Copy every item below word for word, keeping each line as it stands.

+++ Items +++

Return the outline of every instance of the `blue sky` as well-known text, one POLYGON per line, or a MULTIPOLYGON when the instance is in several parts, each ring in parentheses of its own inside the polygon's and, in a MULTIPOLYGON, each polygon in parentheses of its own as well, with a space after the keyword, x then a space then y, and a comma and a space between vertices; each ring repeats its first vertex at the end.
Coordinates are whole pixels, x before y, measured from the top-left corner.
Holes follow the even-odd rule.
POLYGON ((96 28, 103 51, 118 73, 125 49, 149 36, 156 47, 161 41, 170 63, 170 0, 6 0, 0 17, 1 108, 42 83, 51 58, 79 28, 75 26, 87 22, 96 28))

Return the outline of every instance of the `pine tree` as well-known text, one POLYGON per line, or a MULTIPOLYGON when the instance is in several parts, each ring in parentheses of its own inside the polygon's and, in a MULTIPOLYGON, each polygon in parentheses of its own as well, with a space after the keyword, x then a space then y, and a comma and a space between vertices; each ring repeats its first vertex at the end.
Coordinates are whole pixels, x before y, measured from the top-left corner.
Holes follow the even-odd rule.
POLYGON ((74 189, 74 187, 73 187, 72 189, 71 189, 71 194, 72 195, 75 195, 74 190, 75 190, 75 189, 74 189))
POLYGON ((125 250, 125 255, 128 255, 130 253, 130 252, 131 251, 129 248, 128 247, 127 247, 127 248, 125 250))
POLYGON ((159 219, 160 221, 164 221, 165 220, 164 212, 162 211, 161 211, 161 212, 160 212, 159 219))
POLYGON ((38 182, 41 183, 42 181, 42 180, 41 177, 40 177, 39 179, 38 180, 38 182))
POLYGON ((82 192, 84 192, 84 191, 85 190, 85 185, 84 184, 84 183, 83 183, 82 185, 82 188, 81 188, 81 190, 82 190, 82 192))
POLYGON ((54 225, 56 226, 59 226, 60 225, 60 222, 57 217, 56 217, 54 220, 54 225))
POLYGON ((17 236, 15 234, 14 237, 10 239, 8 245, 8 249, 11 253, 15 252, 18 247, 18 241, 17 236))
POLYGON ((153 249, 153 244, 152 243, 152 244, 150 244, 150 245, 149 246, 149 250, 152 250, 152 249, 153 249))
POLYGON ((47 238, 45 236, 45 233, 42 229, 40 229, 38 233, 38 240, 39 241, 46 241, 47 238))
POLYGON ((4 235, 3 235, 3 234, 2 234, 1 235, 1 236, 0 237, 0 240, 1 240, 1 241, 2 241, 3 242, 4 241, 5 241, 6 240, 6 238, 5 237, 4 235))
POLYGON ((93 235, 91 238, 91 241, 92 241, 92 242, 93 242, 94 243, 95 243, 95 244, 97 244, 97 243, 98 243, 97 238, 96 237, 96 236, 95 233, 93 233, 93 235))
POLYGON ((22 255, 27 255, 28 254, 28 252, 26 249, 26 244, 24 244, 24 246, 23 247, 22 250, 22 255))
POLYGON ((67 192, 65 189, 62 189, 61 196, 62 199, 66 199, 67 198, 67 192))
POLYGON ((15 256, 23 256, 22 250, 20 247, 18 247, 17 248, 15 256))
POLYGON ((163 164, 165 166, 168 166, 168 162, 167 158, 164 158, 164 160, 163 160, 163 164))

+++

Reply
Return the outline of every instance of the `blue sky` as well-known text, one POLYGON per line, or a MULTIPOLYGON when the instance is in several parts, each ring in parentheses of its own inside the polygon's and, in a MULTIPOLYGON, each polygon in parentheses of its own as well, with a space after the keyword, x then a space then y, and a comma and a space between vertices; each ring repeats its first vertex at the end.
Coordinates are whole pixels, x before y, measured from the top-left corner.
Holes follow the even-odd rule.
POLYGON ((96 28, 103 51, 118 73, 125 49, 149 36, 156 47, 161 41, 170 63, 170 0, 6 0, 0 17, 1 108, 42 83, 51 58, 79 28, 75 26, 87 22, 96 28))

Return the outline of every instance of the `pine tree` as well-known text, one POLYGON per line, or a MULTIPOLYGON when the instance is in several parts, each ring in parentheses of its own inside the polygon's and, in a MULTIPOLYGON, each polygon in parentheses of its own as well, with a space after the keyword, x then a space then y, and a comma and a space between vertices; each ring repeats its first vertex at the end.
Coordinates are whole pixels, x before y, measured from the top-left corner.
Holes follow the even-odd rule.
POLYGON ((74 189, 74 187, 73 187, 72 189, 71 189, 71 194, 72 195, 75 195, 74 190, 75 190, 75 189, 74 189))
POLYGON ((125 250, 125 255, 128 255, 130 253, 130 252, 131 251, 129 248, 128 247, 127 247, 127 248, 125 250))
POLYGON ((159 219, 160 221, 164 221, 165 220, 164 212, 162 211, 161 211, 161 212, 160 212, 159 219))
POLYGON ((38 182, 41 183, 42 181, 42 180, 41 177, 40 177, 39 179, 38 180, 38 182))
POLYGON ((82 192, 84 192, 84 191, 85 190, 85 185, 84 184, 84 183, 83 183, 82 185, 82 188, 81 188, 81 190, 82 190, 82 192))
POLYGON ((54 225, 56 226, 59 226, 60 225, 60 222, 57 217, 56 217, 54 220, 54 225))
POLYGON ((17 236, 15 234, 14 237, 10 239, 8 245, 8 249, 11 253, 15 252, 18 247, 18 241, 17 236))
POLYGON ((153 249, 153 244, 152 243, 152 244, 150 244, 150 245, 149 246, 149 250, 152 250, 152 249, 153 249))
POLYGON ((47 238, 45 236, 45 233, 42 229, 40 229, 38 233, 38 240, 39 241, 46 241, 47 238))
POLYGON ((4 235, 3 235, 3 234, 2 234, 1 235, 1 236, 0 237, 0 240, 1 240, 1 241, 2 241, 3 242, 4 241, 5 241, 6 240, 6 238, 5 237, 4 235))
POLYGON ((93 235, 91 238, 91 241, 92 241, 92 242, 93 242, 94 243, 95 243, 95 244, 97 244, 97 243, 98 243, 97 238, 96 237, 96 236, 95 233, 93 233, 93 235))
POLYGON ((22 255, 27 255, 28 254, 28 252, 26 249, 26 244, 24 244, 24 246, 23 247, 22 250, 22 255))
POLYGON ((67 192, 65 189, 62 189, 61 196, 62 199, 66 199, 67 198, 67 192))
POLYGON ((15 256, 23 256, 22 250, 20 247, 18 247, 17 248, 15 256))
POLYGON ((163 164, 165 166, 168 166, 168 162, 167 158, 164 158, 164 160, 163 160, 163 164))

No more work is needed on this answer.